# Records shown:
"""

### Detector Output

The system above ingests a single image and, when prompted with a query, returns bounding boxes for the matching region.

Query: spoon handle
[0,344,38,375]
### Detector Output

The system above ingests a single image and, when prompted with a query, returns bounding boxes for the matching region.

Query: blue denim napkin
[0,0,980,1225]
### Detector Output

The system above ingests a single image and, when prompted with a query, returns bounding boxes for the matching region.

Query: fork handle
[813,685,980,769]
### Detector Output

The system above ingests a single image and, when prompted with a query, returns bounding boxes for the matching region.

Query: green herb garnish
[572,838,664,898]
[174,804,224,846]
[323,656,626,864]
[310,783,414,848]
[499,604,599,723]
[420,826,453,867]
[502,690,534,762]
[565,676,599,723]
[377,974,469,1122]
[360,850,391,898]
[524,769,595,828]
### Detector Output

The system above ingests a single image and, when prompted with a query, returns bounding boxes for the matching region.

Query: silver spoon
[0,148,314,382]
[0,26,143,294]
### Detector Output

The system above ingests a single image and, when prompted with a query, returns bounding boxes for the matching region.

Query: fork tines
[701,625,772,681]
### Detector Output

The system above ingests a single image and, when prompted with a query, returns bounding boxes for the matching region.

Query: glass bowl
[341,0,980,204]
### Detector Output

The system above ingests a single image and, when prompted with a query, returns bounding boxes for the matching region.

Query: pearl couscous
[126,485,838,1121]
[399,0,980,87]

"""

# What needs to be done:
Add 48 to every bounding box coordinate in the records above, from their first line up to and including the line with "[0,0,980,1225]", and write out all of those lines again, leaving every other part of each line unchanged.

# Task output:
### Detector Output

The system above ingests a single image and, when prompted with a query, returns bounding boxes for the matching region.

Query: spoon handle
[48,392,86,423]
### Detector Output

The system above ingests a single image and, when prompted with a query, returns bounding boxes for the matching region.

Query: blue denim napkin
[48,48,1028,1273]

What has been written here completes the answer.